• AIM:
Pictures within the data are to be left out; everything else must be reproduced exactly.

• THE INPUT:
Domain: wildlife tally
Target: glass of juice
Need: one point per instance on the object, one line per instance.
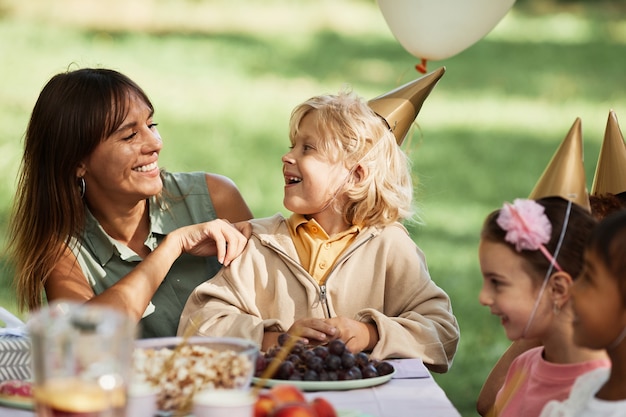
(82, 358)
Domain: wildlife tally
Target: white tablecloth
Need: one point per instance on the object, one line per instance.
(411, 392)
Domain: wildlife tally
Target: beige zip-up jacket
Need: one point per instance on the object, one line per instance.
(381, 278)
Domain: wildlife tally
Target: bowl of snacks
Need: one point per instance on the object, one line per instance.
(180, 368)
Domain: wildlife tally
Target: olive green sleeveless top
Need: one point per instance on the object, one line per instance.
(105, 261)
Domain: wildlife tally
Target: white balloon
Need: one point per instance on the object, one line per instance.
(438, 29)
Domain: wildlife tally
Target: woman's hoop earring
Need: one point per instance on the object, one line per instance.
(82, 186)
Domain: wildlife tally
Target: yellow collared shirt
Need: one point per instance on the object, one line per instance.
(317, 251)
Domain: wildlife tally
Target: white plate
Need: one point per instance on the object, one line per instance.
(328, 385)
(14, 401)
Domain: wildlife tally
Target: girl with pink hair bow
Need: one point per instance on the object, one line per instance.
(530, 253)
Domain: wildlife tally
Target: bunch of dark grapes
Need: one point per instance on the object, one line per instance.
(331, 362)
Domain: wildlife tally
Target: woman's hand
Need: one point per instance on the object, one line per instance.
(215, 238)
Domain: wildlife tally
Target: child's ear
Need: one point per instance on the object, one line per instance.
(358, 174)
(560, 283)
(80, 170)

• REPLY:
Domain: wildlife tally
Target: glass of juice
Need: one point per instance on the object, one line per instance.
(82, 358)
Domain: wildlife tally
Target: white tablecloth
Need: one point per instance on the object, one line per instance.
(411, 392)
Domain: wildlife tally
Target: beige zip-up jacket
Need: one point per instance on the object, one line per instance.
(381, 278)
Domain: wildlife tally
Target: bowl of snacks
Need: one point per instance on the object, one line per instance.
(180, 368)
Domain: wildlife tally
Target: olive green sleeveless top
Need: one point per instance on the object, one line per instance.
(105, 261)
Domain: wildlife tally
Target: white balloon
Need: one point per instance on the object, one line per instance.
(438, 29)
Domain: wildlife tally
Target: woman's hoop earring
Need: one point per instance on the object, one line per instance.
(82, 186)
Domain: wildlife tally
Target: yellow collared shirt
Need: one point per instance on the object, one line per instance.
(317, 251)
Domain: wildlife tally
Target: white plate
Need: one point per instance on the object, one line per instance.
(328, 385)
(14, 401)
Domain: wildlife tally
Target: girl with pink hair bow
Need: one point per instance on the object, one line per instance.
(530, 253)
Domain: wildlife tally
Target: bunch of dark grapes
Need: one point per instance on the object, one line per instance.
(331, 362)
Domain: wildlife tally
Target: woman's hand
Need: one point per instance on the object, one line per instance.
(215, 238)
Domain: wildlife tally
Target: child's ear
Need: one point per instance on the object, one line per instance.
(358, 174)
(560, 283)
(80, 170)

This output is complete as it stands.